Extract to read =>
—————

Almost a century of history… the history of LTG

All beginnings are difficult

Dr. Albert Klein founded the “Cärrier Lufttechnische Gesellschaft Dr.-Ing. Albert Klein” as a sole proprietorship on October 11, 1924. The first office in Stuttgart’s Jägerstrasse was dedicated to the planning of air conditioning systems. Klein traveled undeterred to bring air conditioning, which was largely unknown in Europe and considered superfluous, to the entrepreneur. He found his first customers in areas where a uniform climate led to savings in production costs: in the automotive, tobacco, shoe, porcelain and later textile industries.

First growth

The premises in Jägerstrasse soon became too small, so the company moved to Lange Strasse in 1927, where there was even space for a small test laboratory. The good order situation soon prompted another move: From 1930, the company, now operating as a limited company, was located in Archivstraße. LTG was already supplying quite large systems for its industrial customers at that time, but was not yet manufacturing the components itself. Hermann Remmele GmbH in Zuffenhausen, which was later taken over, provided fitters for installation at the end customer’s premises.

—————

Saved entries =>

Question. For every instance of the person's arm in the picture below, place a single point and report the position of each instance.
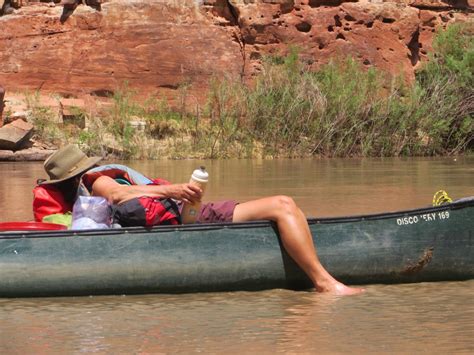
(116, 193)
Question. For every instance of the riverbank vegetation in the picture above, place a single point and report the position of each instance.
(289, 111)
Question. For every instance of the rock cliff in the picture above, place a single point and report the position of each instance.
(158, 46)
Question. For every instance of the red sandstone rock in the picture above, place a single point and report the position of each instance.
(15, 135)
(2, 104)
(159, 46)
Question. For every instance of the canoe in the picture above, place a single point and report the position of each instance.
(427, 244)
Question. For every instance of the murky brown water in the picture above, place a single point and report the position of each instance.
(426, 317)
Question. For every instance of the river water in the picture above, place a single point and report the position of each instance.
(423, 317)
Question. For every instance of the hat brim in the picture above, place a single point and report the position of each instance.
(84, 165)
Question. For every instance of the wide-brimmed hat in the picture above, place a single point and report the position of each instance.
(66, 163)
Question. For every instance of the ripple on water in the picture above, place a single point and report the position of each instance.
(395, 318)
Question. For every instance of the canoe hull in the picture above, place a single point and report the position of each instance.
(434, 244)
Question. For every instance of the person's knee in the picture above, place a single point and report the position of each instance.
(285, 205)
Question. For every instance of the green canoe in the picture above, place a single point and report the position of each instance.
(428, 244)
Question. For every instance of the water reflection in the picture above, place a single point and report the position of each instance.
(412, 318)
(322, 187)
(424, 317)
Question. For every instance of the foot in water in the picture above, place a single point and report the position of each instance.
(339, 289)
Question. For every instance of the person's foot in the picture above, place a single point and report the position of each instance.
(339, 289)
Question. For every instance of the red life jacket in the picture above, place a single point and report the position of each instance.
(140, 211)
(48, 199)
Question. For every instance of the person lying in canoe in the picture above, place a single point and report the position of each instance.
(71, 171)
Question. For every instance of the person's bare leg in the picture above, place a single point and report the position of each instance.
(296, 238)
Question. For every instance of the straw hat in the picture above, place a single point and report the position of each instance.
(66, 163)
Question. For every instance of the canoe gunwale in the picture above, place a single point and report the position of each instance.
(463, 203)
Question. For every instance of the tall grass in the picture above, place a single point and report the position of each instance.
(345, 110)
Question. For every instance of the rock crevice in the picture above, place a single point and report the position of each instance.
(157, 45)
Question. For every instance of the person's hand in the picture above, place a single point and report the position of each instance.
(188, 193)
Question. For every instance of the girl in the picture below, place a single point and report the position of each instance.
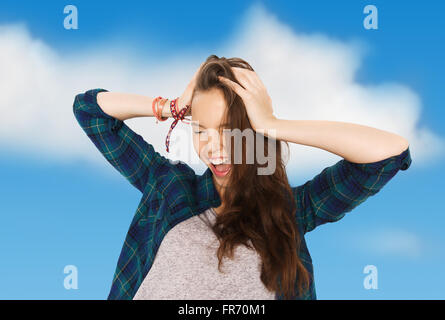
(230, 233)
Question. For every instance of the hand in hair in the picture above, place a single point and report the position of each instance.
(255, 97)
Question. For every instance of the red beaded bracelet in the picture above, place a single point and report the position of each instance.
(177, 116)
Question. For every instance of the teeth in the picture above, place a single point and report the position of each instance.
(219, 161)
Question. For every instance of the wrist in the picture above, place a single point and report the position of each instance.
(166, 113)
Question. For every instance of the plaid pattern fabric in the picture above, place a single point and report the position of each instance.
(172, 192)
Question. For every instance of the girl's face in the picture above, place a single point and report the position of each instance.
(208, 109)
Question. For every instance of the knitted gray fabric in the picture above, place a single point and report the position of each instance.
(186, 267)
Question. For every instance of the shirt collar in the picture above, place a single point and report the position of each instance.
(208, 196)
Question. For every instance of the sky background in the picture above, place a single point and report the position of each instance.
(63, 204)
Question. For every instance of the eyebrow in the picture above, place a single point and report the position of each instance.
(222, 125)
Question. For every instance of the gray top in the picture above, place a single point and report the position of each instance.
(186, 267)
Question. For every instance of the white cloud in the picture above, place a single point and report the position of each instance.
(309, 76)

—————

Problem details =>
Return the full LTG company history above, reproducing every word and line unchanged.

Response to the task =>
Almost a century of history… the history of LTG

All beginnings are difficult

Dr. Albert Klein founded the “Cärrier Lufttechnische Gesellschaft Dr.-Ing. Albert Klein” as a sole proprietorship on October 11, 1924. The first office in Stuttgart’s Jägerstrasse was dedicated to the planning of air conditioning systems. Klein traveled undeterred to bring air conditioning, which was largely unknown in Europe and considered superfluous, to the entrepreneur. He found his first customers in areas where a uniform climate led to savings in production costs: in the automotive, tobacco, shoe, porcelain and later textile industries.

First growth

The premises in Jägerstrasse soon became too small, so the company moved to Lange Strasse in 1927, where there was even space for a small test laboratory. The good order situation soon prompted another move: From 1930, the company, now operating as a limited company, was located in Archivstraße. LTG was already supplying quite large systems for its industrial customers at that time, but was not yet manufacturing the components itself. Hermann Remmele GmbH in Zuffenhausen, which was later taken over, provided fitters for installation at the end customer’s premises.